• REQUIRED WORK: Can you reproduce every one of the entries below verbatim, changing nothing?

• EXERCISE MATERIAL:
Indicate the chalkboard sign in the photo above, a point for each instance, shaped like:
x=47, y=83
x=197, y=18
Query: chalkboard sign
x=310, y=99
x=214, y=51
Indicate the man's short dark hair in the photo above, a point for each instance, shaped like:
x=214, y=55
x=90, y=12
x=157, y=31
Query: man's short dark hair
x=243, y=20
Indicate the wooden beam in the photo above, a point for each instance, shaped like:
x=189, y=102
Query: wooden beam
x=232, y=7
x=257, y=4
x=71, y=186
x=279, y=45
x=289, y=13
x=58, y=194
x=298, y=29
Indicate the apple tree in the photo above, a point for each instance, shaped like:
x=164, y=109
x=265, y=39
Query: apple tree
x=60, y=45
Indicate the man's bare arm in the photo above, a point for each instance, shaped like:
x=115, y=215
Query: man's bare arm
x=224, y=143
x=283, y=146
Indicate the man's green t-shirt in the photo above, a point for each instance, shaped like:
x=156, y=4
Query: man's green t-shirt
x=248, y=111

• EXERCISE ANSWER:
Indicate the chalkboard sign in the photo above, a point for each instance, shaped like:
x=47, y=83
x=197, y=18
Query: chalkboard sign
x=310, y=99
x=214, y=51
Indicate the man's short dark hair in the photo above, a point for each instance, shaped like:
x=214, y=55
x=90, y=12
x=157, y=31
Query: man's short dark hair
x=243, y=20
Indicate the wooden beam in the photo above, a point for each instance, shaped like:
x=189, y=102
Query: wooden beam
x=232, y=7
x=257, y=4
x=71, y=186
x=279, y=45
x=289, y=13
x=58, y=194
x=298, y=29
Indicate the apple tree in the photo above, a point for each instance, shaped like:
x=164, y=109
x=265, y=39
Query: apple tree
x=60, y=45
Indicate the man's bare arm in the photo above, a point for each instance, shaped like:
x=115, y=215
Query: man's bare arm
x=224, y=143
x=283, y=146
Indicate the man's green t-shirt in the photo above, a point for each instance, shaped like:
x=156, y=4
Query: man's green t-shirt
x=248, y=111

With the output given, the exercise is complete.